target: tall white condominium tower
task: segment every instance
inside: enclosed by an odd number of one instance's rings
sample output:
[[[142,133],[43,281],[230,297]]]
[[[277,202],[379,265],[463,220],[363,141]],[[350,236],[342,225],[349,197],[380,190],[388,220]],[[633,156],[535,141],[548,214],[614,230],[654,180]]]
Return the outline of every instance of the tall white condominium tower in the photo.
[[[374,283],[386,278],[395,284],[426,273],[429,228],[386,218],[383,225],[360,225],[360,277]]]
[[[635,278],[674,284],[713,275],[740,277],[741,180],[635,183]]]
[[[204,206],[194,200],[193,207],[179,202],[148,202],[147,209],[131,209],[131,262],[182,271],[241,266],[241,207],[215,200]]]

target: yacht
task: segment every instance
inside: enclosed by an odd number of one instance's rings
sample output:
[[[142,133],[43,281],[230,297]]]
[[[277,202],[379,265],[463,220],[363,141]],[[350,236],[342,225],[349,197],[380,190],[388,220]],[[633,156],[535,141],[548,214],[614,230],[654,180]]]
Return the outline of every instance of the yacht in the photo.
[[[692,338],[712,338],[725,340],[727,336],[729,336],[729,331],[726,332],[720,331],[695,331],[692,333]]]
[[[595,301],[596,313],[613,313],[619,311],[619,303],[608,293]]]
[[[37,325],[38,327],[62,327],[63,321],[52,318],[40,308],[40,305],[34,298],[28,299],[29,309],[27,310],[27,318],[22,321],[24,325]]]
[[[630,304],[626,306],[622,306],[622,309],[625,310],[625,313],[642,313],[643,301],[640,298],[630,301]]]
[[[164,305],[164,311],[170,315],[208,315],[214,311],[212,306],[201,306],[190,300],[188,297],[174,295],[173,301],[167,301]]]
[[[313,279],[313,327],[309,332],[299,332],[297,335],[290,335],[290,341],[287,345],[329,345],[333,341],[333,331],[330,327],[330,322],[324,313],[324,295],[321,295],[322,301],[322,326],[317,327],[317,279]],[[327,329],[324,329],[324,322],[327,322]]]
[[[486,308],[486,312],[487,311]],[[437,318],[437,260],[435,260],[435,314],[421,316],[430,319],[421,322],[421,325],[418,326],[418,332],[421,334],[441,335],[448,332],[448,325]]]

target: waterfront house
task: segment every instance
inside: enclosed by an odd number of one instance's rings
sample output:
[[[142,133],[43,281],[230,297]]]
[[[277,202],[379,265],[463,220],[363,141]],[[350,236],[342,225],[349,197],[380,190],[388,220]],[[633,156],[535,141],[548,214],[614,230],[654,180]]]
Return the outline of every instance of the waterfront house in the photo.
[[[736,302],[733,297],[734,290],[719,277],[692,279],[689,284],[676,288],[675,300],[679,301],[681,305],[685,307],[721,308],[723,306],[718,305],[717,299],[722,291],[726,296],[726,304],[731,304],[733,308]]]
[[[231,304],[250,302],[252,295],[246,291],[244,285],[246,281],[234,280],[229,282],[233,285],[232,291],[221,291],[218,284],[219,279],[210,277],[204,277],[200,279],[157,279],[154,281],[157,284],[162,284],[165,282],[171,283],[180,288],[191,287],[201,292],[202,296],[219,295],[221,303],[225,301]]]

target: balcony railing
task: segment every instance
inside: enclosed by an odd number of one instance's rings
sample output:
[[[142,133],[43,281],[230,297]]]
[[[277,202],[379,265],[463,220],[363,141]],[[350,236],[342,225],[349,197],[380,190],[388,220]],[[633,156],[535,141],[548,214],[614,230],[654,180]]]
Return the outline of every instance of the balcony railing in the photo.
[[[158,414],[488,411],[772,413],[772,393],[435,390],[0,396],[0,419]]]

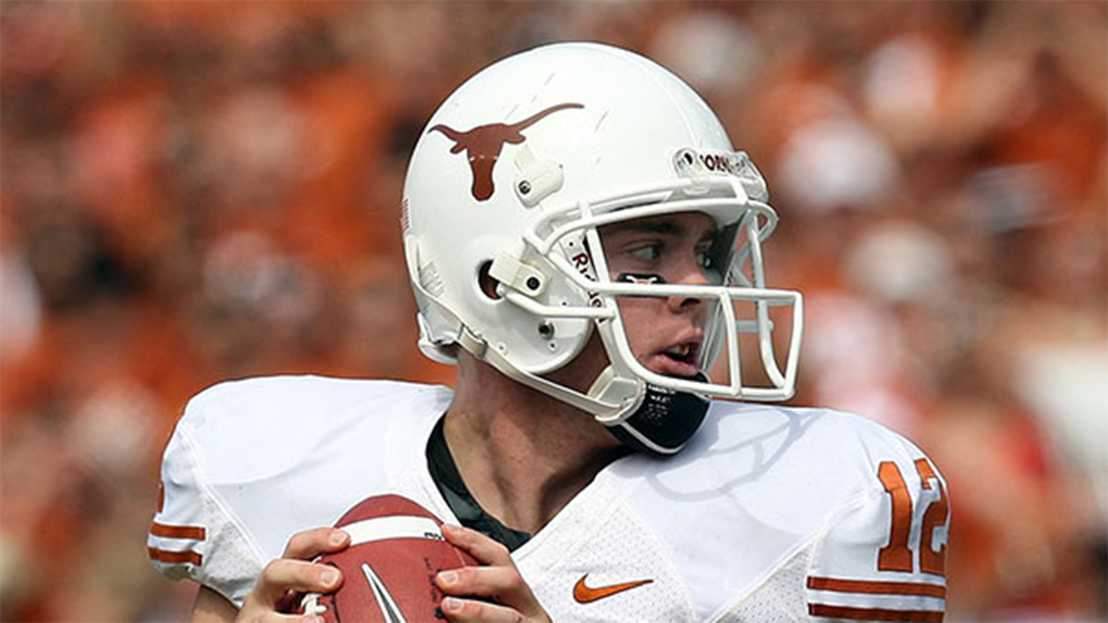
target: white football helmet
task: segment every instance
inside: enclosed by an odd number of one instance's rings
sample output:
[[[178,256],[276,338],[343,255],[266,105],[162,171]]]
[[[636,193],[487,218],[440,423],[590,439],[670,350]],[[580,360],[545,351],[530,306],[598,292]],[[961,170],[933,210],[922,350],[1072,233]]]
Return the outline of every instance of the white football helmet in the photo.
[[[699,419],[647,430],[635,420],[644,404],[656,421],[658,405],[674,397],[792,396],[802,299],[765,285],[760,245],[777,224],[766,183],[711,109],[653,61],[608,45],[556,43],[492,64],[431,118],[403,193],[420,347],[432,359],[452,362],[461,346],[663,453],[676,452]],[[627,283],[608,274],[598,227],[677,212],[708,214],[730,232],[721,283]],[[500,283],[497,297],[482,292],[483,272]],[[726,378],[647,369],[625,335],[617,297],[626,296],[710,302],[699,368],[707,372],[726,357],[717,368]],[[737,316],[738,303],[750,318]],[[791,306],[784,366],[774,355],[770,306]],[[611,367],[588,391],[543,376],[572,361],[594,330]],[[743,384],[740,333],[757,335],[760,376],[769,379],[761,387]]]

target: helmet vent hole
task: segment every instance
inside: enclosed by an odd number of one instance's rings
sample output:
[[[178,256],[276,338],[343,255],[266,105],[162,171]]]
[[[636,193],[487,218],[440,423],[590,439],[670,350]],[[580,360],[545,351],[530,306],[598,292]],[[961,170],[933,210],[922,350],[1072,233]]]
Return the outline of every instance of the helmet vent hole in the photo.
[[[481,287],[481,294],[489,297],[490,300],[500,300],[501,296],[496,293],[496,286],[500,285],[500,282],[489,274],[490,268],[492,268],[492,262],[481,264],[481,268],[478,269],[478,285]]]

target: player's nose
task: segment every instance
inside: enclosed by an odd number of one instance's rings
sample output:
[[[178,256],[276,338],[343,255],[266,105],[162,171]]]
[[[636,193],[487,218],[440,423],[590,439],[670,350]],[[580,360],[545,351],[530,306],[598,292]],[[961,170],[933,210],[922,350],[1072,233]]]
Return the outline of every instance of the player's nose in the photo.
[[[704,274],[704,269],[696,259],[689,259],[688,262],[683,262],[679,269],[676,272],[675,278],[670,282],[674,284],[689,285],[689,286],[707,286],[711,282]],[[701,307],[704,299],[698,295],[680,295],[670,296],[666,300],[666,306],[670,312],[677,314],[681,312],[688,312],[690,309],[698,309]]]

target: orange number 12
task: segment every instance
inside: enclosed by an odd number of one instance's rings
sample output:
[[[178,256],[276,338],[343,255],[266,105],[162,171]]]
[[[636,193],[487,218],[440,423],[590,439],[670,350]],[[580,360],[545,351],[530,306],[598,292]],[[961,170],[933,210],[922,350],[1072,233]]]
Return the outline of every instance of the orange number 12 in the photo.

───

# [Challenge]
Only the lines from the one containing "target: orange number 12" to the end of the listing belong in the output, each reproduced exactly.

# [Written response]
target: orange number 12
task: segment every instance
inside: enclosed by an odd number of one instance's rings
sample output:
[[[178,256],[276,338],[343,255],[266,105],[162,171]]]
[[[636,193],[487,218],[440,423],[590,439],[670,350]],[[580,360],[545,351],[530,306],[598,292]],[[961,170],[933,210],[922,350],[1072,233]]]
Return the outline of every instance of the orange number 12 in the photo.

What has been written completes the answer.